Document segment>

↓↓↓

Quote:Rovelli has continued expounding the relationship doctrine. In a volume of essays on panpsychism to be published in the Journal of Consciousness Studies, he writes: “20th-Century physics is not about how individual entities are by themselves. It is about how entities manifest themselves to one another. It is about relations.” Rovelli suggests that this perspective applies not merely to electrons and photons but to all of reality, whether material or mental. “I see no reason to believe that this should not be sufficient to account for stones, thunderstorms and thoughts.”



Quote:Another eloquent explicator of the relationship doctrine is science writer Amanda Gefter. After hearing her give a talk last December, I interviewed Gefter for my podcast “Mind-Body Problems.” Gefter seems intent on moving past old dualities, like the one between mind and matter. She is dissatisfied with both strict materialism, which decrees that matter is fundamental, and idealism, which insists that mind precedes matter. “The central lesson of quantum mechanics,” Gefter told me, “is that “subject and object can never be decoupled.”

↑↑↑

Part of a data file
↓↓↓

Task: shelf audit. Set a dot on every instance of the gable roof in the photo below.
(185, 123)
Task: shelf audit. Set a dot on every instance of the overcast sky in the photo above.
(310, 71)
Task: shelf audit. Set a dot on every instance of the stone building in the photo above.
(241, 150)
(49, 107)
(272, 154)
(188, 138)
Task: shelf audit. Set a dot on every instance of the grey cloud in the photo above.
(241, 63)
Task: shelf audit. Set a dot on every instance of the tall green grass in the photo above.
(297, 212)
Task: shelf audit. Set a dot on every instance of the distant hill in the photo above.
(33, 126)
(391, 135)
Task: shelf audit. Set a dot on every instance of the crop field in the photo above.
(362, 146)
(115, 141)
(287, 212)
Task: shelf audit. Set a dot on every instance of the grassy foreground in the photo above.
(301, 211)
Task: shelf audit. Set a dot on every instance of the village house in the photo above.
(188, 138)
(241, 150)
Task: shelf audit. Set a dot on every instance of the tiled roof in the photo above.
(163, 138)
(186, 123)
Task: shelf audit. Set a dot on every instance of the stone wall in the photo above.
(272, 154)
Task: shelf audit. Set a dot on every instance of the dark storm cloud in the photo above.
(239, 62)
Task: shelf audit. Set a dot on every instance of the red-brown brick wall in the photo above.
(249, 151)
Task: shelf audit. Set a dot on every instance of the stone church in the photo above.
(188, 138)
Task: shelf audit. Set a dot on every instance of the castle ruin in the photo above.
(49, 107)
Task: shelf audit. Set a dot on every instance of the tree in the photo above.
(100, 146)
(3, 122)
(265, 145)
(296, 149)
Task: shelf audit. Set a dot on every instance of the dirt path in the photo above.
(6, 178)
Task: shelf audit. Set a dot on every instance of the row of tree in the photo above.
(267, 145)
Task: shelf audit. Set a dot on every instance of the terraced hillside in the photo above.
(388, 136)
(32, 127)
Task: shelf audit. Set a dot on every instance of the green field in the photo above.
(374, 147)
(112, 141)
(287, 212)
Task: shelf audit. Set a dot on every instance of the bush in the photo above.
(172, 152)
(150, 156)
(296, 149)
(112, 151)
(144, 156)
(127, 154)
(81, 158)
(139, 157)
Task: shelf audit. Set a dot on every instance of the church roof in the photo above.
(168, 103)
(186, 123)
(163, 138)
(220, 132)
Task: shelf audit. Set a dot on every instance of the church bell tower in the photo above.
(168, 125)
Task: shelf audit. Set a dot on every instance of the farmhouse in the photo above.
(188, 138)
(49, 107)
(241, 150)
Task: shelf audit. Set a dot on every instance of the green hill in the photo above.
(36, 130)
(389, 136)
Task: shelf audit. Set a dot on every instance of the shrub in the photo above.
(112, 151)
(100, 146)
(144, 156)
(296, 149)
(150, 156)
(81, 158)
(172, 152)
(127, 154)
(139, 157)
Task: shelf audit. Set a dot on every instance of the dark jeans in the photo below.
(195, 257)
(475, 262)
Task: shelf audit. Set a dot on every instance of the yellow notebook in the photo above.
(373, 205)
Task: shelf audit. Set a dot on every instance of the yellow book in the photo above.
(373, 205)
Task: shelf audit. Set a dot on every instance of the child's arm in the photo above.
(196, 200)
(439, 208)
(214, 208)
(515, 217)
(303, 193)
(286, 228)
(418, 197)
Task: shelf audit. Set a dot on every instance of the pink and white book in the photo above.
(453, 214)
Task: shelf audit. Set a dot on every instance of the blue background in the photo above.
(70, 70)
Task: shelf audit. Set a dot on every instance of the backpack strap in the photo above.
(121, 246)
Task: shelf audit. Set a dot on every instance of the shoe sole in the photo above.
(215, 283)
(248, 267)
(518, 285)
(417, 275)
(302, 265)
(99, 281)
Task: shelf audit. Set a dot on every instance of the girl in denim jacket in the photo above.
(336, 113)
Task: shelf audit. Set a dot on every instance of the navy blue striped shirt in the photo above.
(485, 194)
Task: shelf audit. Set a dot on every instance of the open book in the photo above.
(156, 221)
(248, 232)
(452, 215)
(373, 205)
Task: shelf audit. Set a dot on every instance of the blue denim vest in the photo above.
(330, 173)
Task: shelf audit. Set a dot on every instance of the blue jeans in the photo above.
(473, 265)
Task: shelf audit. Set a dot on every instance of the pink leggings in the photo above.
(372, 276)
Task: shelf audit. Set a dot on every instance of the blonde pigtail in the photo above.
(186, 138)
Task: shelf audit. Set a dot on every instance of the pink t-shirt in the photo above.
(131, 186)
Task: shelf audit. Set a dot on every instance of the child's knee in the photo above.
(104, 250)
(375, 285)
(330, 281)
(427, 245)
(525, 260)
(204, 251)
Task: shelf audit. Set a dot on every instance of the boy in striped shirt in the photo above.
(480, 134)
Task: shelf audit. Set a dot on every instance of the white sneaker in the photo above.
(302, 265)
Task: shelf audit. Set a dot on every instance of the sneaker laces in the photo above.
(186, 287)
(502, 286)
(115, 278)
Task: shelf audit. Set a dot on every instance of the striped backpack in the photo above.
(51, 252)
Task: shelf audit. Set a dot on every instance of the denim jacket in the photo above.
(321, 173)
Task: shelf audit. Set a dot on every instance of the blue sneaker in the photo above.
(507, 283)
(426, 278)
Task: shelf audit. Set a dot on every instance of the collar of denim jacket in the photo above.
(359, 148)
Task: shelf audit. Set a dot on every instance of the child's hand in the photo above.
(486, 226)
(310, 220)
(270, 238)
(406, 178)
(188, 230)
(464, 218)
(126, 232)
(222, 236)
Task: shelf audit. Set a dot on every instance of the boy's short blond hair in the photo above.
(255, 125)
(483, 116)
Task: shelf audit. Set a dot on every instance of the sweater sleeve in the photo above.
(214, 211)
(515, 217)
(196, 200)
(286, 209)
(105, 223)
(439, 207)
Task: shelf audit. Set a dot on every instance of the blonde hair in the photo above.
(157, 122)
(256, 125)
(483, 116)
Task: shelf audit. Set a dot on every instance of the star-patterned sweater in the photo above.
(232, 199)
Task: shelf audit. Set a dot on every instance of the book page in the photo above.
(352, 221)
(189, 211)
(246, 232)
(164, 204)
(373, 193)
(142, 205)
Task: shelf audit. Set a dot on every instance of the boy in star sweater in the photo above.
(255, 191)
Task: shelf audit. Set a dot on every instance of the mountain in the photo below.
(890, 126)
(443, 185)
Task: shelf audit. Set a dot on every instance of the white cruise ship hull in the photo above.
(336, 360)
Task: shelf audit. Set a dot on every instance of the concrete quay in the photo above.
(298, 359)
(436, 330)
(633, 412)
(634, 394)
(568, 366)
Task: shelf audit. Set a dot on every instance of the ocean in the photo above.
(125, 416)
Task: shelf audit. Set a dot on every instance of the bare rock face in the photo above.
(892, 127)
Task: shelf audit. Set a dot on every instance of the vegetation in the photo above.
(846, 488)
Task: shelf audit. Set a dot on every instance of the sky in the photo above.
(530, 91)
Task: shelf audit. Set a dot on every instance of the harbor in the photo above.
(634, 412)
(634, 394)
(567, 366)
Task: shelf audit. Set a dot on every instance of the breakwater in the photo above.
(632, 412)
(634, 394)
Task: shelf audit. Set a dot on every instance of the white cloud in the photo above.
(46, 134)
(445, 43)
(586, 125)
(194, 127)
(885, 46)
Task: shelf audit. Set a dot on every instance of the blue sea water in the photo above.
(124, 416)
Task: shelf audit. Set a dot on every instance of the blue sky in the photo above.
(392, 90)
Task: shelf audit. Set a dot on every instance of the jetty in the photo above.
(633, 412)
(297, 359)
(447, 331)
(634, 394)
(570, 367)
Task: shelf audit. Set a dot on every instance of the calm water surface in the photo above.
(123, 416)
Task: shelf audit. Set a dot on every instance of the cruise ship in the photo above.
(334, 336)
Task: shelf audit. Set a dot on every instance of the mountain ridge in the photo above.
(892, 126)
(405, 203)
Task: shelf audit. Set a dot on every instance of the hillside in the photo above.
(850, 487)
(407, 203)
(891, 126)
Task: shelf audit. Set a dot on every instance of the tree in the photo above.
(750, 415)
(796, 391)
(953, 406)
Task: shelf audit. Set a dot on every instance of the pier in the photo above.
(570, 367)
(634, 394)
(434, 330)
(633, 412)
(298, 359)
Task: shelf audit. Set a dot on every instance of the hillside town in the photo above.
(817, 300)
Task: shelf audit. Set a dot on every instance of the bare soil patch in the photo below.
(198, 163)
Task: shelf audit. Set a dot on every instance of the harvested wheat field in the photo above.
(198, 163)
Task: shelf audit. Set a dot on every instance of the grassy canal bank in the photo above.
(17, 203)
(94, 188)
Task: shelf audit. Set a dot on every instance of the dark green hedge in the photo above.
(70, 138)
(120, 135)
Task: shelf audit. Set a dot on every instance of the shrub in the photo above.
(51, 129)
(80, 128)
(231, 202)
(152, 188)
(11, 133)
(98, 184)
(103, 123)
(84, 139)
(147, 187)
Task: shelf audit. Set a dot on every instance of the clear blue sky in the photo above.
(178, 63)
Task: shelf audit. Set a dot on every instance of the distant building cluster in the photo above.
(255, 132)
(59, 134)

↑↑↑

Goals>
1/ How would you render this sentence from the excerpt on the relationship doctrine in Spanish: "Gefter seems intent on moving past old dualities, like the one between mind and matter."
2/ Which lines of the entries contain the string "field"? Locate each one and copy it; case counts.

Task responses>
1/ Gefter parece decidida a dejar atrás las viejas dualidades, como la que existe entre la mente y la materia.

2/
Task: shelf audit. Set a dot on every instance of the crop field in the photo above.
Task: shelf audit. Set a dot on every instance of the green field in the photo above.
Task: shelf audit. Set a dot on every instance of the harvested wheat field in the photo above.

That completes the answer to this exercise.